### EXERCISE:
Reproduce the following items line for line, without any changes.

Dataset entries:
--
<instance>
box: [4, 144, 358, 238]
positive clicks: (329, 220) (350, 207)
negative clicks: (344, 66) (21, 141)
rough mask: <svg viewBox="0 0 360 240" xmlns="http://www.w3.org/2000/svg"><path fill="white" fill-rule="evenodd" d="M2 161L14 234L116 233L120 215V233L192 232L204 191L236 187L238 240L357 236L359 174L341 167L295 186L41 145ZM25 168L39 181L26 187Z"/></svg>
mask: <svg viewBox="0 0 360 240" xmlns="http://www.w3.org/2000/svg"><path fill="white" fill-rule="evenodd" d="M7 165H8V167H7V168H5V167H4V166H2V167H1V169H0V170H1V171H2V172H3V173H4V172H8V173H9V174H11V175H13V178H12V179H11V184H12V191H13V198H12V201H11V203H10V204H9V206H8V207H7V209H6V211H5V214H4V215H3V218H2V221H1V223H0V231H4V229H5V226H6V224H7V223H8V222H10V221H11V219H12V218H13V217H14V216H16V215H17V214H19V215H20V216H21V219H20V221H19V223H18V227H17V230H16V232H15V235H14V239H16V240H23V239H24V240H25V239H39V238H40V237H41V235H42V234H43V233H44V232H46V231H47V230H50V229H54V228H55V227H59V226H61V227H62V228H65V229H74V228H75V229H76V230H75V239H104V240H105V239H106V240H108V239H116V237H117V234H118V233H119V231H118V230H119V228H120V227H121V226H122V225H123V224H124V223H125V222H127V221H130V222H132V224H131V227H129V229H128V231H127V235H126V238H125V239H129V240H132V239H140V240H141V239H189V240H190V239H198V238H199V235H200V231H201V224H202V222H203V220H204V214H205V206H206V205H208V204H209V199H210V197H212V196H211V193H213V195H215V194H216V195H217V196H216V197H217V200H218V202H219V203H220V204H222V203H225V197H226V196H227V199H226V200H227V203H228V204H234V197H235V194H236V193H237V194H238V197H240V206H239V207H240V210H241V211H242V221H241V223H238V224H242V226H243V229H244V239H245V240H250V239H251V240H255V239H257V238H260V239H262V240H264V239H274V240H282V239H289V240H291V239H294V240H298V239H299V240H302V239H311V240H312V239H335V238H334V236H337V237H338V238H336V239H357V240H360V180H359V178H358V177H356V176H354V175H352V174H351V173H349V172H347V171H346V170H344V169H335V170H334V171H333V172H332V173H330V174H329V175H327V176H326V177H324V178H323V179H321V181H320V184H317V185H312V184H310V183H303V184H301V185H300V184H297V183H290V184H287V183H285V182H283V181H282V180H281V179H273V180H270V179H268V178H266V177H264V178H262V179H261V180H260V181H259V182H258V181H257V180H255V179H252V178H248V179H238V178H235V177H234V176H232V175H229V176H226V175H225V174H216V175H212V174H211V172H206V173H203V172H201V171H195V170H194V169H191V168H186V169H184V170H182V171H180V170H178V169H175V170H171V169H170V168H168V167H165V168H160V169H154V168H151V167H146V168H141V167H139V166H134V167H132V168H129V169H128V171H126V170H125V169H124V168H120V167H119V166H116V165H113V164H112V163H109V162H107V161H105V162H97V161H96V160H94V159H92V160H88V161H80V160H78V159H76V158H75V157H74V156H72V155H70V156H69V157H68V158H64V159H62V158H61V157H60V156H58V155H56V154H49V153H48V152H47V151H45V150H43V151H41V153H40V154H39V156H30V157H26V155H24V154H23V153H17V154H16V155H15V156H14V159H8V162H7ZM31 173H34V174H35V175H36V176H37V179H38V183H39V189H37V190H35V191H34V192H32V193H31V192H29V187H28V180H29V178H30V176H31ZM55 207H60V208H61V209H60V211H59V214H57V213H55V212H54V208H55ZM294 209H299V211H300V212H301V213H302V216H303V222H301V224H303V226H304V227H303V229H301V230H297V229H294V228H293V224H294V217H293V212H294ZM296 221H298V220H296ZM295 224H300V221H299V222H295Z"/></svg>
--
### REPLY:
<instance>
box: [4, 144, 358, 238]
positive clicks: (329, 220) (350, 207)
negative clicks: (344, 66) (21, 141)
rough mask: <svg viewBox="0 0 360 240" xmlns="http://www.w3.org/2000/svg"><path fill="white" fill-rule="evenodd" d="M2 161L14 234L116 233L120 215V233L192 232L204 191L236 187L238 240L357 236L359 174L341 167L295 186L41 145ZM25 168L39 181L26 187Z"/></svg>
mask: <svg viewBox="0 0 360 240" xmlns="http://www.w3.org/2000/svg"><path fill="white" fill-rule="evenodd" d="M7 165H8V167H7V168H5V167H4V166H2V167H1V169H0V170H1V171H2V172H3V173H4V172H8V173H9V174H11V175H13V178H12V179H11V184H12V191H13V198H12V201H11V203H10V204H9V206H8V207H7V209H6V211H5V214H4V215H3V218H2V221H1V223H0V231H4V229H5V226H6V224H7V223H8V222H10V221H11V219H12V218H13V217H14V216H16V215H17V214H19V215H20V216H21V219H20V221H19V223H18V227H17V230H16V232H15V235H14V239H16V240H23V239H24V240H25V239H39V238H40V237H41V235H42V234H43V233H44V232H46V231H47V230H50V229H54V228H55V227H59V226H61V227H62V228H65V229H74V228H75V229H76V230H75V239H104V240H105V239H106V240H108V239H116V237H117V234H118V233H119V231H118V230H119V228H120V227H121V226H122V225H123V224H124V223H125V222H127V221H130V222H132V224H131V227H129V229H128V231H127V235H126V238H125V239H129V240H132V239H140V240H141V239H189V240H190V239H198V238H199V235H200V231H201V224H202V222H203V220H204V214H205V206H206V205H208V204H209V199H210V197H212V196H211V193H213V195H215V194H216V195H217V196H216V197H217V200H218V202H219V203H220V204H222V203H225V197H226V196H227V199H226V200H227V203H228V204H234V197H235V194H236V193H237V194H238V197H240V206H239V207H240V210H241V211H242V221H241V223H238V224H242V226H243V229H244V239H245V240H250V239H251V240H255V239H257V238H260V239H262V240H264V239H274V240H282V239H289V240H291V239H294V240H298V239H299V240H302V239H311V240H312V239H335V238H334V236H337V237H338V238H336V239H357V240H360V180H359V178H358V177H356V176H354V175H352V174H351V173H349V172H347V171H346V170H344V169H335V170H334V171H333V172H332V173H330V174H329V175H327V176H326V177H324V178H323V179H321V181H320V184H317V185H312V184H310V183H303V184H301V185H300V184H297V183H290V184H287V183H285V182H283V181H282V180H281V179H273V180H270V179H268V178H266V177H264V178H262V179H261V180H260V181H259V182H258V181H257V180H255V179H252V178H248V179H238V178H235V177H234V176H232V175H229V176H226V175H225V174H216V175H212V174H211V172H206V173H203V172H201V171H195V170H194V169H191V168H186V169H184V170H182V171H180V170H178V169H175V170H171V169H170V168H168V167H165V168H160V169H154V168H151V167H146V168H141V167H139V166H134V167H132V168H129V169H128V171H126V170H125V169H124V168H120V167H119V166H116V165H113V164H112V163H109V162H107V161H105V162H97V161H96V160H94V159H92V160H88V161H80V160H78V159H76V158H75V157H74V156H72V155H70V156H69V157H68V158H64V159H62V158H61V157H60V156H58V155H56V154H49V153H48V152H47V151H45V150H43V151H41V153H40V154H39V156H30V157H26V155H24V154H23V153H17V154H16V155H15V156H14V159H8V162H7ZM31 173H34V174H35V175H36V176H37V179H38V183H39V189H37V190H35V191H34V192H32V193H31V192H29V187H28V180H29V178H30V176H31ZM55 207H60V208H61V209H60V211H59V214H57V213H55V212H54V208H55ZM294 209H299V211H300V212H301V213H302V216H303V222H301V224H303V226H304V227H303V229H301V230H297V229H294V228H293V224H294V217H293V212H294ZM296 221H298V220H296ZM295 224H300V221H299V222H295Z"/></svg>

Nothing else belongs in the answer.